§ **Directions for this task**: Copy the material from the line holding "Target: cactus trunk" through the end of the material, inclusive, leaving out the pictures. Scale every point coordinate by 2.5 and round to whole numbers, with halves going up.

Dataset entries
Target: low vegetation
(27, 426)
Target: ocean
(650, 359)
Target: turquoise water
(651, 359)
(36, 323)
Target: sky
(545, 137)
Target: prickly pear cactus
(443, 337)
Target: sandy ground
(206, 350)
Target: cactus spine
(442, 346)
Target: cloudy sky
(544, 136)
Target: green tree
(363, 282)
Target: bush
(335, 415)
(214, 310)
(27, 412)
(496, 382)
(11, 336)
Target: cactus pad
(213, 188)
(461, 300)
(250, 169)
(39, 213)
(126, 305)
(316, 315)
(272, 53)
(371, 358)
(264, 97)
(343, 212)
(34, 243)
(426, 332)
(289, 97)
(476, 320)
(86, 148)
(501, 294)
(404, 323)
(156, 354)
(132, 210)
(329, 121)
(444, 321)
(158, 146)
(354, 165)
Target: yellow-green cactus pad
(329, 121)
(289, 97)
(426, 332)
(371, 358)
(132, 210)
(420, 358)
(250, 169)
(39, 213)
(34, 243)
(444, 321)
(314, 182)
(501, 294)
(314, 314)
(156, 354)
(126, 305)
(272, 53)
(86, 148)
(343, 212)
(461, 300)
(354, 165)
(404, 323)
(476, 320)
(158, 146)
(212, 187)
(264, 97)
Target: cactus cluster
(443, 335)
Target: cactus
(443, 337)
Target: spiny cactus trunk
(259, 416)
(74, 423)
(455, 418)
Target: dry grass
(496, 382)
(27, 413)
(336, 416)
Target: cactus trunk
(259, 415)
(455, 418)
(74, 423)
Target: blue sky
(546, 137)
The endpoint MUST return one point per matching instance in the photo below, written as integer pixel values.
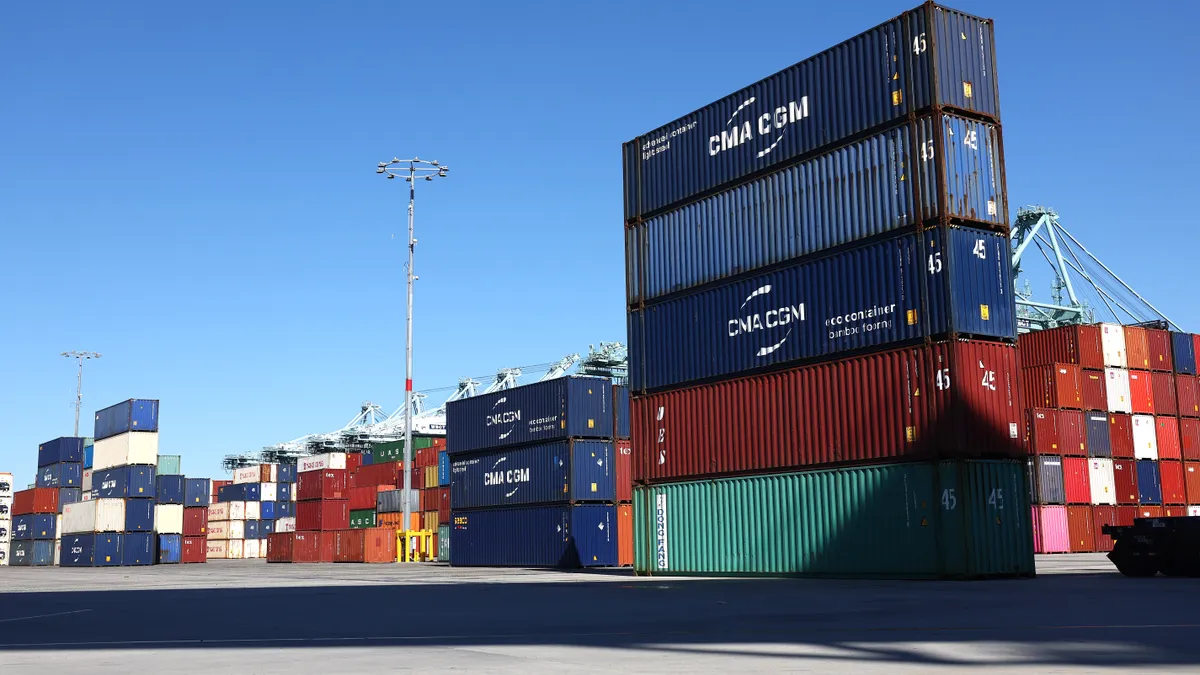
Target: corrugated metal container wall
(873, 297)
(921, 402)
(546, 536)
(949, 519)
(563, 407)
(855, 192)
(905, 65)
(135, 414)
(561, 471)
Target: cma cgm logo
(744, 126)
(503, 418)
(775, 318)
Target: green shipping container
(964, 519)
(361, 518)
(443, 543)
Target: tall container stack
(821, 312)
(1138, 449)
(532, 476)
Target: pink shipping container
(946, 400)
(1050, 532)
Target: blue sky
(189, 187)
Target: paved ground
(1078, 616)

§ **The reply**:
Target: cactus trunk
(648, 1038)
(1138, 1045)
(185, 1058)
Target: blue sky
(1365, 343)
The endpoint MUST return one point per matching instance in the photo below, written as integer pixel values.
Target: corrugated metal container wall
(2183, 743)
(2303, 1005)
(1365, 1340)
(2373, 1298)
(1408, 1018)
(2138, 480)
(2263, 163)
(338, 1035)
(1403, 1178)
Target: cma cgm logo
(1860, 315)
(1258, 1045)
(1938, 795)
Target: green shipping container
(2410, 1298)
(903, 1295)
(1108, 1358)
Target: tall container stack
(2053, 780)
(2845, 1123)
(1330, 1190)
Target: pink shipping container
(2365, 1000)
(2625, 1330)
Target: blue sky
(473, 468)
Target: paved ground
(2695, 1540)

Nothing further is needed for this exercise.